SOURCE
[BEGIN]

Trailer Park Issue Dominates Meeting
By Thaddeus Flint
Generally, as a rule of thumb, nothing good can be expected when you walk into a room and find an unexpected stenographer. Even when one does expect a stenographer in the room, someone is probably not going to be having such a great day. The same usually goes with unexpected men in suits. So, to walk into the January meeting of the Town Board of Stephentown and find both last Monday night, didn’t exactly foretell a happy night from the get-go and that turned out, in the end, to be a reality.
The man in the suit was William Better, an attorney from Kinderhook. He is representing resident Tom Hanson in the ongoing dispute with resident and attorney Brian Baker regarding Hanson’s desire to expand a trailer park located more-or-less in the backyard of Baker’s Stephentown office, as well as other properties owned by him, at the corner of Route 22 and Brown’s Road. Readers unfamiliar with the matter might want to brush up on the subject (there are two articles online at the Eastwick Press, one from October 6 and another from December 15) because this probably isn’t going to go away any time soon.
Stephentown’s Board meetings lately have been rather quick and strife-free. Council members read the bills, approve the minutes, maybe pass a resolution or two and less than an hour later the folding chairs are back on the rack. At the January 15 meeting, that normal train of events went off the rails pretty much from the get-go at the approval of the minutes.
The problematic minutes in question were those from the Organizational Meeting of January 1. The first discussion was whether to amend the minutes to reflect that it was agreed that the Tax Collector and the Deputy Tax Collector’s pay schedule would be reconciled to a simpler system. Nobody had a problem with that. The problem came about with the appointment of David Cass to the Zoning Board of Appeals for a 5 year term. The minutes as written state under a column heading titled “Comment Prior To Vote”: “P.R. [Councilman P.J. Roder) should recuse himself from anything going on.” However, the next column of the minute shows the final vote tally to appoint Cass to be unanimous; this includes Councilman Roder’s vote of yes. What the actual discussion at that time regarding why Roder should have recused himself from that vote, if in fact he should have, was somewhat murky. The Town Clerk, Stephanie Wagar, said she recorded the discussion correctly and stands by them. “You guys can do what you want,” said Wagar, “my minutes are my minutes.”
Normally, problems with minutes are easily resolved, but in this case, with a new appointment to the Zoning Board of Appeals at a time when the Town’s zoning is currently being discussed in a case that most likely will continue into a courtroom, the discrepancy (if there was one) was conspicuous and as such pounced on by the Man in the Suit. “This is a subject that is kind of close to our heart,” interrupted Better, who decided it was an opportune opportunity to take over the meeting for a while. Better said he discussed the Cass vote with the Town’s attorney for the Baker-Hanson case, Christopher Langlois, and had come to his own conclusion. “I believe that what the Town Clerk recorded is what the minutes reflect from January 1st,” said Better, now at the front of the room, his stenographer cheerfully tapping out his words. “I’m becoming very concerned there is an effort here to change history.”

[END]

YOUR INSTRUCTIONS
In the article on the Stephentown Town Board meeting, who was appointed to the Zoning Board of Appeals for a 5 year term?

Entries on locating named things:
[BEGIN]

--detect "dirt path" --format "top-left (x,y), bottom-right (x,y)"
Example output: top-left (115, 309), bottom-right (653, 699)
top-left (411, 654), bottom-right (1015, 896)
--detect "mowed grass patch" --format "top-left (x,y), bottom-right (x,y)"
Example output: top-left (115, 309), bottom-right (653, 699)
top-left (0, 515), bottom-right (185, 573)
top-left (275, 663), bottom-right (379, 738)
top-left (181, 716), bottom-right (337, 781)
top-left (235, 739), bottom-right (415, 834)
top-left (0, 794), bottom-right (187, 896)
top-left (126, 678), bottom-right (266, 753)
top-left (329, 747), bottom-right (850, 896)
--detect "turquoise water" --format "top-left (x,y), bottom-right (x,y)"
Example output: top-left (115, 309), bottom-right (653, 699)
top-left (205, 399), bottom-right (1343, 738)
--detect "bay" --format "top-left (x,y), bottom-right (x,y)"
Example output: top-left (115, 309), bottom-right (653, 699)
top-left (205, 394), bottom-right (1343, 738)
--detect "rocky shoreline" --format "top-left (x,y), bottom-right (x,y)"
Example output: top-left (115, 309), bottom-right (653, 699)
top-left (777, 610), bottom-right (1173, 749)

[END]

RESULT OF THIS TASK
David Cass